>> Begin Excerpt to read

[arch-releng] RFC: Automated Install

brent s. bts at square-r00t.net
Fri Jul 9 06:24:03 UTC 2021


Hey, all.

One of the things that I feel limits Arch Linux is the lack of an
ability to kick off an unattended install. Sure, you can boot via PXE or
the like, but the actual install does not take place.

I'm in the middle of writing a tool that will do just this[0]. Much like
RedHat's Kickstart or Debian's preseed, it uses kernel commandline
options/parameters to fetch a configuration, parses that configuration,
and then installs Arch according to that specified configuration.
(Everything from partitioning disks to installing certain packages, etc.)
Note that it isn't intended to make the install process "easier", per
se; it intends to do it with *minimal to no user interaction*. One would
need a very clear understanding and familiarity with the manual Arch
install process to make use of this.

The reason I'm even writing to this list instead of say, just having a
package on the AUR as it makes little to no sense to run this software
on anything but the install medium.


In order to perform things like disk partitioning and the like, I'm
thinking of using the udisks2 API via DBUS.
Unfortunately, this means that it (udisks2) would need to be included in
the live ISO image (or an alternate one would be spun up).

>> End Excerpt to read

*Set task 1:*
Answer these questions about the mailing-list post:
(a) Which two tools from other distributions does the writer compare the new tool to?
(b) What does the tool use to fetch a configuration?
(c) Which API does the writer plan to use for disk partitioning, and through what?
The listing that comes next is unrelated to the mailing-list post.

>> Begin Raw data

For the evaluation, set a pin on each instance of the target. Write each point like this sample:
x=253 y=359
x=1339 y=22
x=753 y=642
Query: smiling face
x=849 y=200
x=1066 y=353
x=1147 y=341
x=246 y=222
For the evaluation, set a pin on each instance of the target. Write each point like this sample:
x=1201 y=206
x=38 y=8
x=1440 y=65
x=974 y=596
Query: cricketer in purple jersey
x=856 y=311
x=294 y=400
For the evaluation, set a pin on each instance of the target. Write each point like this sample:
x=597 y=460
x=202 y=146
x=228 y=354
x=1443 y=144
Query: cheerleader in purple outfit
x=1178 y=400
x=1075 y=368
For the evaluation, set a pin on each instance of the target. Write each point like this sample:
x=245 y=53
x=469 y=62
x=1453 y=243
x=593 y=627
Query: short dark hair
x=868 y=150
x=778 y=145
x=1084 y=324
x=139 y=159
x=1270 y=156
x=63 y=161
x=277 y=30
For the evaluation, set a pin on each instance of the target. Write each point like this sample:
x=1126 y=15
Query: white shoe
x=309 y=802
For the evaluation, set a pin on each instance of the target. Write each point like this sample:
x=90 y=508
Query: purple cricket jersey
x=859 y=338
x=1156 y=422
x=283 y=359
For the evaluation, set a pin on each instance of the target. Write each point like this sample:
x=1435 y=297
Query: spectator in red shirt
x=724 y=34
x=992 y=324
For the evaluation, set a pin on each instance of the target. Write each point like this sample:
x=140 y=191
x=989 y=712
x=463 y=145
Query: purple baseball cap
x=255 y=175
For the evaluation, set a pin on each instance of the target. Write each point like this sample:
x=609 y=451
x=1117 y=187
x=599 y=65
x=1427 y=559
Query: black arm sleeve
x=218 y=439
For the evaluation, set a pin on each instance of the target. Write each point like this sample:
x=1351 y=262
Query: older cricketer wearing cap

>> End Raw data

*Set task 2:* Add 140 to each coordinate in the answers of the listing, and write out again every line from the start of the listing up to and including the line with "x=294 y=400", requests included.

*Answer 1:*
(a) RedHat's Kickstart and Debian's preseed.
(b) Kernel commandline options/parameters.
(c) The udisks2 API, via DBUS.

*Answer 2:*
For the evaluation, set a pin on each instance of the target. Write each point like this sample:
x=253 y=359
x=1339 y=22
x=753 y=642
Query: smiling face
x=989 y=340
x=1206 y=493
x=1287 y=481
x=386 y=362
For the evaluation, set a pin on each instance of the target. Write each point like this sample:
x=1201 y=206
x=38 y=8
x=1440 y=65
x=974 y=596
Query: cricketer in purple jersey
x=996 y=451
x=434 y=540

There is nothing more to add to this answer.